■ **Prompt**:
Continue the forum discussion on William Marshal's nationality, beginning after its final post.

■ **Extract provided**:
>William Marshal was French
Source: Histoire de Guillaume le Maréchal
William Marshal was French
Why do Anglos have to claim everyone as their own?
>Guillaume le Maréchal was english
By : Nigel de Montaigu, 4th Earl of North Camberyork.
The biography is written in French so it's not exactly biased
Yes, I was just taking the piss about how an englishman who has a very much norman ancestry who studies History in desperate search for any trace of nationalistic sentiment he can attach to him.
The truth is that both the french claiming Marshal was french and the english claiming he was english are wrong and misusing History and are a complete cancer of Veeky Forums.
The truth is that the "french" and "english" identities, or even "races" (Because the word was employed) could mean different things, at different times, depending on different people ; In the same era as Marshal, you had Guillaume le Breton, chronicler of Saint-Denis, who wrote that there was a proud french race of which Marshal would have been part, but not a man from Toulouse or Bordeaux, while Rigord who wrote a few decades earlier, claimed on the contrary that the french were united by their lands and not by their tongue (As gauls and franks were both from Greece.. It's complicated) and so Marshal was excluded.
The truth about Wiliam Marshal is that he spent his life in nothern France and in southern England, to tourney and sometimes to war, he spoke the same "french" language with them (Though this french would be incomprehensible to any modern french speaker) and, when he had to defend the Plantagenêts, he fought against a common ennemy who were called "the french", even if "french" designated a specific kind of French from the region of the Isle-of-France, identified with Beauvais, Paris, and the Perche.
>Plantagenêts
Why the ê? You know they never actually called themselves that until the mid 15th century, right?
I just feel like medieval England didn't have any great historical figures and so i clung to William Marshal because his biography makes him seem like a nationalist
>medieval England didn't have any great historical figures
Are you joking? Is this bait?
>I just feel like medieval England didn't have any great historical figures
Is this bait?
>Who is William of Ockham
>Who were the Oxford calculators
>Who is Adelard of Bath
>Who is Alcuin
>Who is Simon Bredon
>Who is Geoffery Chaucer
>Who is Thomas Mallory
>Who is Robert of Chester
>Who is Richard of Wallingford
You may not know the names, but their contributions are important
Btw, has Lindy published his DNA test results yet?

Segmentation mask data

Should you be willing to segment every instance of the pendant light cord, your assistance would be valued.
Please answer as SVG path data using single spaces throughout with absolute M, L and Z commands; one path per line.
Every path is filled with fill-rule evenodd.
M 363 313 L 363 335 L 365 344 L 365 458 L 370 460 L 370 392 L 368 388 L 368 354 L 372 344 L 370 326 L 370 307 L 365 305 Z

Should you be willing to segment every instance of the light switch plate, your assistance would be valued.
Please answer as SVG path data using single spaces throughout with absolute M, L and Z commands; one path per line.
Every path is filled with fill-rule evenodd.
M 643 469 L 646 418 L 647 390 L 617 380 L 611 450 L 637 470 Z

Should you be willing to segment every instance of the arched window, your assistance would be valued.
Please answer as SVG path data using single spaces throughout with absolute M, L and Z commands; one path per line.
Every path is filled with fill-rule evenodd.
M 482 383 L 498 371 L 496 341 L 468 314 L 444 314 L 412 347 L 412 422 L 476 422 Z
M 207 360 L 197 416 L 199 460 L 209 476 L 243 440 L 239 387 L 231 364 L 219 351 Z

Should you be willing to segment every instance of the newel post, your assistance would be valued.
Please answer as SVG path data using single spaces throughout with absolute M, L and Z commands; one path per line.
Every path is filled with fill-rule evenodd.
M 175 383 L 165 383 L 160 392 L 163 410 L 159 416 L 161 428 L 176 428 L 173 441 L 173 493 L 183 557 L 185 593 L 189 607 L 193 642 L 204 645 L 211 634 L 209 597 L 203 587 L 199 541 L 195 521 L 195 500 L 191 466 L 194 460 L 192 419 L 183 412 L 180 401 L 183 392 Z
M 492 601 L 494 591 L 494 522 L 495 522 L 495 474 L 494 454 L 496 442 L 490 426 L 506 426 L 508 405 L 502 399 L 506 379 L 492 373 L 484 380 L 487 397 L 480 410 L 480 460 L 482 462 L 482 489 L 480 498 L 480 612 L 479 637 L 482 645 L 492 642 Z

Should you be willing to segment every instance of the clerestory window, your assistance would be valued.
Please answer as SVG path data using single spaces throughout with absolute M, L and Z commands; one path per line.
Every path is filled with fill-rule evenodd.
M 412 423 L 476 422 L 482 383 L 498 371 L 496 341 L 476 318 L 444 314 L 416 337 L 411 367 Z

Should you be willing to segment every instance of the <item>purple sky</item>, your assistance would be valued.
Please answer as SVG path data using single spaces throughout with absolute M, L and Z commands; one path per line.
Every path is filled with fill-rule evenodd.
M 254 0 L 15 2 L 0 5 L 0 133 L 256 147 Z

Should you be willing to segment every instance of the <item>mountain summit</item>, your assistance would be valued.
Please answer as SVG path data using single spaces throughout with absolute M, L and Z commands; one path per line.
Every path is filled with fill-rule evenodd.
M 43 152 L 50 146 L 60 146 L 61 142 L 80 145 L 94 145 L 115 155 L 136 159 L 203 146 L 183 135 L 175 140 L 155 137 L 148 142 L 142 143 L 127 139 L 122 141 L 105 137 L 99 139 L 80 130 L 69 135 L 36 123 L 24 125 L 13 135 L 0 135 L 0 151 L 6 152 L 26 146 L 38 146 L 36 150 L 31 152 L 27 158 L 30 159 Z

■ **Answer below**:
But History isn't meant for people to have great historical figures to cling to, it is a complete psychological construct.
England is not a land that was birthed by God since forever ; Just like France isn't. Countries change all the time.
Had you met Wiliame Marshall on his days, you would have not found him very "english". He would have probably been eating cheese, wine, and spending his days on tourneys and courting young ladies like all the young "chevaliers" from the other side of the Channel. That doesn't mean that he isn't part of the english History, that his blood isn't sown in the modern english people and land of Britain ; And if frenchmen can indeed claim that heritage, it's not something that they can steal, just share. Especially as Wiliam Marshal stopped Louis VIII from uniting the French and English crown, forever setting the rivalry between the two sides of the channel.
>king Louis of England
ShudderingLindy.gif
Sorry for using the name commonly used to describe the leading dynasty of the Kings of England, Dukes of Aquitaine, Dukes of Normandy, Dukes of Britanny, Lords of Ireland, and Counts of Maine, Nantes, Poitou and Anjou at the time of Wiliam Marshall. But I guess you would have rather me saying "Wiliam Marshal fought for England" while in fact the Plantagenets had a multi-cultural state with its own laws and affairs that they had to rule by moving around, sometimes not even residing in England.
>As gauls and franks were both from Greece
I'm not taking issue with the use of Plantagenet, I just want to know why you wrote it with ê when no-one at the time would have done so.
NORMANES EUNT DOMUS
People called Normanes they go the 'ouse?
I..it says Normans go home!
No it doesn't
What's latin for Norman?
Normannis?
Goes like?
Anus?
Vocative plural of 'annus' is?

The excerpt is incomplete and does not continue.